:: What you are asked to do ::
Rewrite every one of the lines below with "annotation task" changed to "labeling job" and nothing else altered. Leave the pictures out of your answer.

[START Record extracts]

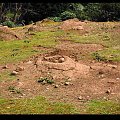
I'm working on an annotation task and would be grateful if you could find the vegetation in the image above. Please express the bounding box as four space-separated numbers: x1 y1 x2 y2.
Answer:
0 96 78 114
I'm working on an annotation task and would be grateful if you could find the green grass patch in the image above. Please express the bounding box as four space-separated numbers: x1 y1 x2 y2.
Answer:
0 31 57 64
86 100 120 114
0 70 16 82
0 96 78 114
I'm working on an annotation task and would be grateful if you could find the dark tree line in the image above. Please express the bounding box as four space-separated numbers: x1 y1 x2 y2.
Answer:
0 3 120 24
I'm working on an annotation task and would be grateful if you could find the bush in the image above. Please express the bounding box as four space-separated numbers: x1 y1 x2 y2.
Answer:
48 17 62 22
60 11 76 20
3 20 15 28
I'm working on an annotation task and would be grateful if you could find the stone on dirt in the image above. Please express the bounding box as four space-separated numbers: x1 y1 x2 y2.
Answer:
59 58 65 63
2 65 8 69
55 85 59 88
16 67 24 72
65 82 70 85
11 71 18 75
105 90 111 94
78 96 83 100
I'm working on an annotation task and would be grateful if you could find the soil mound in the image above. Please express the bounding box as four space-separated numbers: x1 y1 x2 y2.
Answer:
60 18 85 30
36 55 90 80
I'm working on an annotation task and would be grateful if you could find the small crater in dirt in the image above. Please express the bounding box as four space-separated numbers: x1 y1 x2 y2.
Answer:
43 55 65 63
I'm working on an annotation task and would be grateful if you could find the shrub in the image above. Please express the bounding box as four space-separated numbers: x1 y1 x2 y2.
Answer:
3 20 15 28
60 11 76 20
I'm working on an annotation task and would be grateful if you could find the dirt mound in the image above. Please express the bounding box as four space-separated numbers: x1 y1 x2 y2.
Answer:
59 18 85 30
0 26 20 40
36 55 90 80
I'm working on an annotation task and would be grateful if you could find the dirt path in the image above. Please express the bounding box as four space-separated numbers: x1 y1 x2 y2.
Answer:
0 41 120 110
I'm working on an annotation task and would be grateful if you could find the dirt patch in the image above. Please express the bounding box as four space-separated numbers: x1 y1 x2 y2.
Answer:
0 26 21 40
59 18 85 30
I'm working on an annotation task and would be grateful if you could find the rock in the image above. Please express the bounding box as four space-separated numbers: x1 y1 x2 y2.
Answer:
16 67 24 72
105 90 111 94
108 65 117 69
11 71 18 75
54 60 58 63
58 58 65 63
55 85 59 88
65 82 70 85
42 80 47 85
68 78 72 82
78 96 83 100
27 61 32 64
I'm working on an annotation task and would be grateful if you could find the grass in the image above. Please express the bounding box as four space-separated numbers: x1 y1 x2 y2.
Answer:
86 100 120 114
0 70 16 82
0 96 78 114
0 31 57 64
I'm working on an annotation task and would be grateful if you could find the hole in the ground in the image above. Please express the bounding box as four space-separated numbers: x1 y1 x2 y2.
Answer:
43 55 65 63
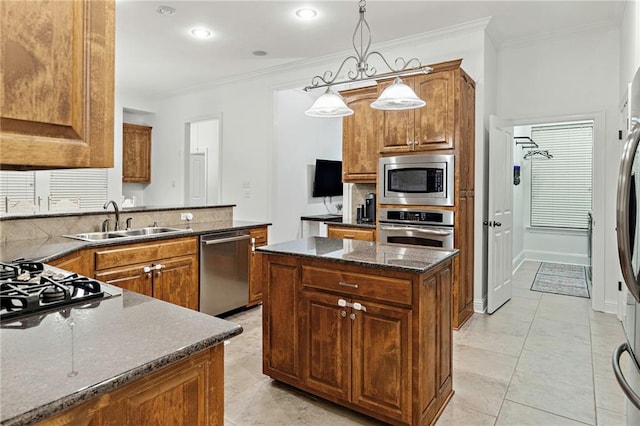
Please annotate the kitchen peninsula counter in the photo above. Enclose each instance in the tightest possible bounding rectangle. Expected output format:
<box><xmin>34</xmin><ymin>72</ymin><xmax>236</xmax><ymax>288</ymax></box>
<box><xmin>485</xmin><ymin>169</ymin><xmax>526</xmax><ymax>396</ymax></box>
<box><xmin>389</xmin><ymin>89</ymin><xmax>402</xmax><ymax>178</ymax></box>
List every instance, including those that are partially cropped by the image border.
<box><xmin>0</xmin><ymin>220</ymin><xmax>271</xmax><ymax>263</ymax></box>
<box><xmin>0</xmin><ymin>286</ymin><xmax>242</xmax><ymax>425</ymax></box>
<box><xmin>257</xmin><ymin>237</ymin><xmax>458</xmax><ymax>425</ymax></box>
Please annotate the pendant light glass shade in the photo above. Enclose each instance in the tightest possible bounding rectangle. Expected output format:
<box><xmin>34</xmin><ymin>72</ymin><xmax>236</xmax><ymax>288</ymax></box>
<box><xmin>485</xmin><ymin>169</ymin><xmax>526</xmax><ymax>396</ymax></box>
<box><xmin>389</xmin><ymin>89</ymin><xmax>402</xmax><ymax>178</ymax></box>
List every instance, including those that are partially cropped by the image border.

[END Record extracts]

:: Output of the task ::
I'm working on an labeling job and would be grateful if you could find the vegetation in the image above. Please express the bounding box as four space-separated numbers: x1 y1 x2 y2.
Answer:
0 96 78 114
I'm working on an labeling job and would be grateful if you could find the green grass patch in the image above. Please express the bounding box as four space-separated numbers: x1 y1 x2 y2.
Answer:
0 31 57 64
86 100 120 114
0 70 16 82
0 96 78 114
I'm working on an labeling job and would be grateful if you could find the dark tree line in the image above. Please express the bounding box as four space-separated numbers: x1 y1 x2 y2.
Answer:
0 3 120 24
I'm working on an labeling job and would be grateful if you could find the bush in the image above. Please express the bounding box as four space-separated numbers: x1 y1 x2 y2.
Answer:
48 17 62 22
60 11 76 20
3 20 15 28
I'm working on an labeling job and would be grateful if you could find the stone on dirt in the image above. Please express the bounding box as four space-separated numbers: x1 y1 x2 y2.
Answer:
59 58 65 63
2 65 8 69
55 85 59 88
16 67 24 72
65 82 70 85
11 71 18 75
105 90 111 94
78 96 83 100
I'm working on an labeling job and would be grateful if you could find the soil mound in the image above. Please express the bounding box as four space-separated numbers: x1 y1 x2 y2.
Answer:
60 18 85 30
36 55 90 80
I'm working on an labeling job and would be grateful if you could find the small crater in dirt in the image above. Please express the bounding box as four space-separated numbers: x1 y1 x2 y2.
Answer:
43 55 65 63
I'm working on an labeling job and would be grateful if you could find the shrub in the image above. Please express the bounding box as four space-separated numbers: x1 y1 x2 y2.
Answer:
3 20 15 28
60 11 76 20
I'm working on an labeling job and would be grateful if you could find the dirt mound in the image above. Please express the bounding box as four space-separated numbers: x1 y1 x2 y2.
Answer:
59 18 85 30
0 26 20 40
36 55 90 80
I'm working on an labeling job and would be grateful if you could find the dirt path in the image above. Please express the bounding box as four space-separated numbers: x1 y1 x2 y2.
Answer:
0 41 120 110
I'm working on an labeling job and would be grateful if you could find the dirt patch in the image above. Please express the bounding box as four space-separated numbers: x1 y1 x2 y2.
Answer:
0 26 21 40
59 18 85 30
I'm working on an labeling job and would be grateful if you could find the rock in the image above. Please express the bounding box as four space-separated numbers: x1 y1 x2 y2.
Answer:
16 67 24 72
105 90 111 94
108 65 117 69
11 71 18 75
54 60 58 63
58 58 65 63
55 85 59 88
65 82 70 85
42 80 47 85
68 78 72 82
78 96 83 100
27 61 32 64
I'm working on an labeling job and would be grateful if you could find the grass in the image above. Please express the bounding box as four space-separated numbers: x1 y1 x2 y2.
Answer:
86 100 120 114
0 70 16 82
0 96 78 114
0 31 57 64
I'm working on an labeling job and would be grateful if you could find the hole in the ground in the image above. Please express the bounding box as four space-separated numbers: x1 y1 x2 y2.
Answer:
43 55 65 63
Please annotate the kitchen peninsula counter in the photo above. Enclose each instance in the tightest possible bounding rectangle. Expected output format:
<box><xmin>34</xmin><ymin>72</ymin><xmax>236</xmax><ymax>288</ymax></box>
<box><xmin>485</xmin><ymin>169</ymin><xmax>526</xmax><ymax>396</ymax></box>
<box><xmin>389</xmin><ymin>89</ymin><xmax>402</xmax><ymax>178</ymax></box>
List every instance, including those that are partially cropped by the image border.
<box><xmin>0</xmin><ymin>220</ymin><xmax>271</xmax><ymax>263</ymax></box>
<box><xmin>0</xmin><ymin>286</ymin><xmax>242</xmax><ymax>425</ymax></box>
<box><xmin>257</xmin><ymin>237</ymin><xmax>458</xmax><ymax>425</ymax></box>
Please annotate the pendant light glass shade in the photo above. Enclose each instance in the tightest possible bounding rectangle. Expected output format:
<box><xmin>34</xmin><ymin>72</ymin><xmax>236</xmax><ymax>288</ymax></box>
<box><xmin>485</xmin><ymin>169</ymin><xmax>526</xmax><ymax>396</ymax></box>
<box><xmin>389</xmin><ymin>89</ymin><xmax>402</xmax><ymax>178</ymax></box>
List every instance, including those that are partially cropped by the image border.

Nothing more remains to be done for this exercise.